TASK DESCRIPTION
Output every line of the data exactly as it appears.
START INFORMATION GIVEN
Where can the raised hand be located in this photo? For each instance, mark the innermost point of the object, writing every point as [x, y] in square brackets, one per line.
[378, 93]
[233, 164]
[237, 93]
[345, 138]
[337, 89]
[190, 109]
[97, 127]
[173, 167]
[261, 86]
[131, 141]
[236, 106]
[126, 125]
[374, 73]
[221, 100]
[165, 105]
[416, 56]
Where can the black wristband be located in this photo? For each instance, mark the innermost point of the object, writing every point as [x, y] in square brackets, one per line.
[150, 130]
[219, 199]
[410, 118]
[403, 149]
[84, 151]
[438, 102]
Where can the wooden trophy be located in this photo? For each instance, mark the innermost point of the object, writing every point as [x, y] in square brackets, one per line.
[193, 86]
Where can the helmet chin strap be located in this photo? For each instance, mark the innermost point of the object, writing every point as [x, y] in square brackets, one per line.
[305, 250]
END INFORMATION GIVEN
WRITTEN ANSWER
Where can the raised hand be located in this photo? For each instance, mark the innermost point of the object, writing every point as [x, y] in square brackets, one per line.
[378, 93]
[233, 164]
[237, 93]
[345, 138]
[337, 89]
[190, 109]
[97, 127]
[173, 167]
[261, 86]
[131, 141]
[236, 106]
[126, 125]
[374, 73]
[221, 100]
[165, 105]
[416, 56]
Where can the black wristband be located in this photo? For each instance, mark the innermost point of the object, writing every point as [x, y] in square brackets, one per line.
[150, 130]
[219, 199]
[410, 118]
[403, 149]
[84, 151]
[438, 102]
Where can the wooden trophy be located in this photo? For each instance, mark the innermost point of the object, writing every point as [x, y] in square brackets, one per line.
[193, 86]
Where can the helmet chin strap be located in this photo? For each instance, mark the innermost point of the object, writing every point as [x, y] in square brackets, one per line.
[305, 250]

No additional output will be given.